**Selected excerpt:**
A note for C programmers

Discussion of chess software programming and technical issues.

Moderators: hgm, Rebel, chrisw

bob
Posts: 20943
Joined: Mon Feb 27, 2006 7:30 pm
Location: Birmingham, AL

Re: A note for C programmers

Post by bob »

Rein Halbersma wrote:
bob wrote:
Rein Halbersma wrote:
bob wrote:Food for thought. The English language is well-defined.
Think again: http://english.stackexchange.com/questi ... nt-regions

Human languages are anything but well-defined, they are extremely context-sensitive (time, place, person).
I'll bet you won't find one native English-speaker that would say "undefined" and "unspecified" don't mean the same basic concept unless you want to get down to a minute semantic war based on what is meant by "is" for example.
Unfortunately, computer programs are not (yet) written in English. You write in C, and C happens to define those terms differently -and as Miguel epxlained, more precisely according to their etymological roots- than in colloquial speech. The Standard is what is relevant here, not your dictionary.
The man page is written in English. Not C. As is the C standard. Do you believe it is necessary for ALL programmers to read the complete C/C++ standard and understand it before they are qualified to write programs? That's an enormous stretch.

[Data drawn from a collection]
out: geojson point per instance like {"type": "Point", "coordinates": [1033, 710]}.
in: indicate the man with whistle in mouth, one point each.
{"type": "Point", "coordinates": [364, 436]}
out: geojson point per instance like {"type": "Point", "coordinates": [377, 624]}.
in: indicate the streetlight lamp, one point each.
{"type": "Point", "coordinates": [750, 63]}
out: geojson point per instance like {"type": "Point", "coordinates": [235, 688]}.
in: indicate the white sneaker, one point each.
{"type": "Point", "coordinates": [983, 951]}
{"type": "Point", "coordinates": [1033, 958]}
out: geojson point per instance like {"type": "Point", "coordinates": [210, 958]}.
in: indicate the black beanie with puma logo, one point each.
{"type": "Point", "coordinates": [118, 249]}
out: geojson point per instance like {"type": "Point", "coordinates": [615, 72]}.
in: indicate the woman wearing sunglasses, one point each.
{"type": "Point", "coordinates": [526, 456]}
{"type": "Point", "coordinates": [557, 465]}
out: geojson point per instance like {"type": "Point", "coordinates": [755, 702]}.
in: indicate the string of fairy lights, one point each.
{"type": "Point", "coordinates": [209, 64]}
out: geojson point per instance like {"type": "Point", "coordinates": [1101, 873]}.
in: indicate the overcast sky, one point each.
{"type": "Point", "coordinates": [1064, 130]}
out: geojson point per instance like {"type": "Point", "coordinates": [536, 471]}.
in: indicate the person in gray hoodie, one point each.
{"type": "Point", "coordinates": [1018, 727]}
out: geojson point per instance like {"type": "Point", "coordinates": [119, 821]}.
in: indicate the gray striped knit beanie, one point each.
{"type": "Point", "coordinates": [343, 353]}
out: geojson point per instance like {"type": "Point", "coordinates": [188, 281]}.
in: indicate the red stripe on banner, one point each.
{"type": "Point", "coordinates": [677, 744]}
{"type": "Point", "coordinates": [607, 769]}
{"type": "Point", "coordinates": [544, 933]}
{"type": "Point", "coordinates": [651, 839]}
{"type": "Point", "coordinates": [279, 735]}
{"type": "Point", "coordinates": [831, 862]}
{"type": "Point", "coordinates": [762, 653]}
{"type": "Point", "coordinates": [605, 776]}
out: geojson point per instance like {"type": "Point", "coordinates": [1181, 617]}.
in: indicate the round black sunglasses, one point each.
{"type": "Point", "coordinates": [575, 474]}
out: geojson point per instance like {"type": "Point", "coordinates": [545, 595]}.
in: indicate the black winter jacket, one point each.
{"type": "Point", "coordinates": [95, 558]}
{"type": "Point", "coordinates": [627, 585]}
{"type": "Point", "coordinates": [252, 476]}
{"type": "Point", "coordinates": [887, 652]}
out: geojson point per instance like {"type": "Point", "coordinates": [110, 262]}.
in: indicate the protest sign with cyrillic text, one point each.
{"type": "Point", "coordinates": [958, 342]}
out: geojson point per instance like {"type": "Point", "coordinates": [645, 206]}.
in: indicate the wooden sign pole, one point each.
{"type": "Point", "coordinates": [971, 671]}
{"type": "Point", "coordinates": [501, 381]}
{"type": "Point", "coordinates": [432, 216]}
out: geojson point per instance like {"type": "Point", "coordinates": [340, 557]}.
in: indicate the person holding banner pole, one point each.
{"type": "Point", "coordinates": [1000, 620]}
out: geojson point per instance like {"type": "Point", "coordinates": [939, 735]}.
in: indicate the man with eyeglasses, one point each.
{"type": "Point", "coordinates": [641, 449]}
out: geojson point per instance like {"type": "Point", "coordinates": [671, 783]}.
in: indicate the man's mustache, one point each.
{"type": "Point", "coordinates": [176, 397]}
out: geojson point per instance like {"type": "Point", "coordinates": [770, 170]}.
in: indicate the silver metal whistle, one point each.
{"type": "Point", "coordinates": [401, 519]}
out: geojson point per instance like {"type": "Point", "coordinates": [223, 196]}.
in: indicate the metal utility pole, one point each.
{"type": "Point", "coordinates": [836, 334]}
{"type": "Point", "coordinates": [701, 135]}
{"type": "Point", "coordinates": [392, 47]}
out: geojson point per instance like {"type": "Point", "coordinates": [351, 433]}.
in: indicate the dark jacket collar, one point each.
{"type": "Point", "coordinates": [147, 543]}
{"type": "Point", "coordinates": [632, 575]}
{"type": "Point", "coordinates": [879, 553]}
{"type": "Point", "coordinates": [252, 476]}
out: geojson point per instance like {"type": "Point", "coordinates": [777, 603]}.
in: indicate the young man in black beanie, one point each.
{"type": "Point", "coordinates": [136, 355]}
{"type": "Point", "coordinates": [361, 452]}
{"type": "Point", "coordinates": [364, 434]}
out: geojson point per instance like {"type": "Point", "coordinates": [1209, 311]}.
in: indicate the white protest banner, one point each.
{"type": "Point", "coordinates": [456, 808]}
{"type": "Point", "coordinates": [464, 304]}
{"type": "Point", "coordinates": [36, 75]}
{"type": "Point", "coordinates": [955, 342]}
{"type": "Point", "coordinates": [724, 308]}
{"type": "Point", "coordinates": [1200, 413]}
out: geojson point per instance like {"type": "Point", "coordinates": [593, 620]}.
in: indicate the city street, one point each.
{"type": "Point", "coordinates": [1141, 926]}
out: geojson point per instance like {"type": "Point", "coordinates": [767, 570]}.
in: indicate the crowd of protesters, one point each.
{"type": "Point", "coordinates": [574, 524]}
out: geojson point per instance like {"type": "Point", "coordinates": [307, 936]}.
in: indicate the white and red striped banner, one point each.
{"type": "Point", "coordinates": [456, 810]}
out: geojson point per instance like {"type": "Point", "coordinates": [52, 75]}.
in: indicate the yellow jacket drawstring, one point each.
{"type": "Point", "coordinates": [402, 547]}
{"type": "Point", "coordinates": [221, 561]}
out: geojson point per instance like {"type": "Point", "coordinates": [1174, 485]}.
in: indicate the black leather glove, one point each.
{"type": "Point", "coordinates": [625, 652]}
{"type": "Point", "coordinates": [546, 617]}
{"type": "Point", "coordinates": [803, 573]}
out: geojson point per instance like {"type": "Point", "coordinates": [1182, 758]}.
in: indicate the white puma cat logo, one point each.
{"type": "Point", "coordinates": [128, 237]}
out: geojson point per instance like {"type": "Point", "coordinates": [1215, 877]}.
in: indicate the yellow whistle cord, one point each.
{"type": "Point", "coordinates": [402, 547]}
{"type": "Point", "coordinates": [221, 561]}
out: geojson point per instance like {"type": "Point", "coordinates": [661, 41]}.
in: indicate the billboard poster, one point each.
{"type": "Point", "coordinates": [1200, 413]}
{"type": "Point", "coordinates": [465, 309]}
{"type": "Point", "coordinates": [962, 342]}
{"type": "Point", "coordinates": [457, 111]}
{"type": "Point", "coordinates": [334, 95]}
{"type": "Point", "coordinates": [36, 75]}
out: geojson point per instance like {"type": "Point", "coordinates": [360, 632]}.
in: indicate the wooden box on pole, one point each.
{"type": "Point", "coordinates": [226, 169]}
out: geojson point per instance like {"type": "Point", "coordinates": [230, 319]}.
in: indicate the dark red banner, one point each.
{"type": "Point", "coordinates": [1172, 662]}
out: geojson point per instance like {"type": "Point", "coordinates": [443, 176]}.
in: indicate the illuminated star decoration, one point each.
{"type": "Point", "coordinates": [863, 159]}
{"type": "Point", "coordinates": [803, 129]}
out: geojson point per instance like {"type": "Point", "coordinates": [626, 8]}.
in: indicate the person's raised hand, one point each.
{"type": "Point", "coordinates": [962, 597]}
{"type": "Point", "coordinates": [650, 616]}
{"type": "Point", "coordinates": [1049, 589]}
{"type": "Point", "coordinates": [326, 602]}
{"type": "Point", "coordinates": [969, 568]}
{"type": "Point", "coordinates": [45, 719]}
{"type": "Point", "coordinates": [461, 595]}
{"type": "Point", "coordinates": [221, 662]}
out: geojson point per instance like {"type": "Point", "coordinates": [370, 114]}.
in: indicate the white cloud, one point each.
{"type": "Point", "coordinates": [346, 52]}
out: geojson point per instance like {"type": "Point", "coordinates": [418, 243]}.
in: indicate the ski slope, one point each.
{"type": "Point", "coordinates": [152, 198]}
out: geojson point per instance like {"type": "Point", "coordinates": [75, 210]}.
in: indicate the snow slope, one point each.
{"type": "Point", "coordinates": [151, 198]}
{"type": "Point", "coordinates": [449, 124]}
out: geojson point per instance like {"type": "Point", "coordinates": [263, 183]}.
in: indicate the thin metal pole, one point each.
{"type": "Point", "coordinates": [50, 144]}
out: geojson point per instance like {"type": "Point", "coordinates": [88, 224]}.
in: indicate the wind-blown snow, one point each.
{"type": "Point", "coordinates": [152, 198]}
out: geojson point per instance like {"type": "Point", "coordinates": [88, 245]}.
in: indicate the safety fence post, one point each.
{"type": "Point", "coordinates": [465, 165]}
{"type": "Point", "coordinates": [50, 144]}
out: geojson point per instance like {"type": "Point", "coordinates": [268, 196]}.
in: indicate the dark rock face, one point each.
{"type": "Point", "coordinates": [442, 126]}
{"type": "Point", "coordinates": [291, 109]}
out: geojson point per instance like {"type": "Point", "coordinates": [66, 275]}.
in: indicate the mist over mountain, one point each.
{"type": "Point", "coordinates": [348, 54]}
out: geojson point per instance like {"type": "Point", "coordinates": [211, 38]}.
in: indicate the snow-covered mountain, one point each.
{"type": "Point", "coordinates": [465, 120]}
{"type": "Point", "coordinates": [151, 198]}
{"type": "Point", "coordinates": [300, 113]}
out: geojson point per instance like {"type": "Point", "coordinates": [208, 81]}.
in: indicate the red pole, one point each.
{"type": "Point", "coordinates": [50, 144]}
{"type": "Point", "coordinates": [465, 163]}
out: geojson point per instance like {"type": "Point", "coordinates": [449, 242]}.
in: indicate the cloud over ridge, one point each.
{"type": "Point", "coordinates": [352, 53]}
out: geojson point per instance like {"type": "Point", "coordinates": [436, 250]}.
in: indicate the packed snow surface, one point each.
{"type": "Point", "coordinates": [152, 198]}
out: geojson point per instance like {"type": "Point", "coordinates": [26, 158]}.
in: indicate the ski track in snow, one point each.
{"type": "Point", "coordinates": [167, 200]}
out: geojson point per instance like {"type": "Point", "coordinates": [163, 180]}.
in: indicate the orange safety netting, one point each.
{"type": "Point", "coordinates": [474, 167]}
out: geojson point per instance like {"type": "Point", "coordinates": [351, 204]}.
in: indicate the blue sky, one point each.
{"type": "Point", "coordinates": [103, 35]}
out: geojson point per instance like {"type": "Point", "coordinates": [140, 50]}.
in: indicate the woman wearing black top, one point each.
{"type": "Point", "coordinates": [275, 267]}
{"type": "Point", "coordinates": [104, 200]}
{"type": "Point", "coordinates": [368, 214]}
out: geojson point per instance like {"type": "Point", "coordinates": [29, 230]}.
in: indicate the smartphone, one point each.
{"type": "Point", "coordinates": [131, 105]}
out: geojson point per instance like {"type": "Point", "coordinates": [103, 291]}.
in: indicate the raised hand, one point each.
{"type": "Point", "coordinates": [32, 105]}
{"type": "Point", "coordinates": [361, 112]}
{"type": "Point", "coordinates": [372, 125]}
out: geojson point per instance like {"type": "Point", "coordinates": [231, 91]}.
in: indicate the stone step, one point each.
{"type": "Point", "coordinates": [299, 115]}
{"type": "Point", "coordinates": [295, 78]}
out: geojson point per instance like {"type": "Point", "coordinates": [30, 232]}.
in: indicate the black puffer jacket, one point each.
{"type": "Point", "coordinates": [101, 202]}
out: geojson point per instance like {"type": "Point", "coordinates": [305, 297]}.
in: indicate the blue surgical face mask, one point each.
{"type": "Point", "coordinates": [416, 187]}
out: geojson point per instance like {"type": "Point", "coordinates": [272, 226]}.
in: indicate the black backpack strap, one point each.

**What you will do:**
1) Answer these questions using the forum excerpt.
(a) Who are listed as moderators?
(b) What three things does the excerpt say human languages are context-sensitive to?
(c) According to the excerpt, what is relevant here instead of a dictionary?
2) Shorten the paragraph of the forum excerpt that begins "Unfortunately, computer programs are not (yet) written in English" and keep its main points.
3) Pick up the forum excerpt after its final sentence and continue it.
The data has no connection to the forum excerpt.

**Answers by task:**
1)
(a) hgm, Rebel, and chrisw
(b) Time, place, and person
(c) The Standard

2) Computer programs are not yet written in English but in C. C defines those terms differently from everyday speech, and more precisely according to their etymological roots, as Miguel explained. What matters here is the Standard, not a dictionary.

3)
The fact that the C standard redefines standard English words to mean something somewhat different than their normal interpretation does not make it correct to do so.

I'm still reading all the bug reports from software that is broken on Mavericks. It has affected THOUSANDS of applications.
bob
Posts: 20943
Joined: Mon Feb 27, 2006 7:30 pm
Location: Birmingham, AL

Re: A note for C programmers

Post by bob »

Rein Halbersma wrote:
bob wrote:
Rein Halbersma wrote:
bob wrote:Food for thought. The English language is well-defined.
Think again: http://english.stackexchange.com/questi ... nt-regions

Human languages are anything but well-defined, they are extremely context-sensitive (time, place, person).
BTW, here is another "undefined" activity. A race condition in a parallel program. Shouldn't happen, correct? But EVERYBODY is allowing race conditions when they store in their hash table. I suppose it would be OK for Apple to just crash any program where that happens? Even though we KNOW what we are doing?

That's pretty malicious compiler behavior, IMHO. Just because you should do something because it MIGHT cause a problem if you don't know what you are doing does not mean you shouldn't do it if you do know what to expect.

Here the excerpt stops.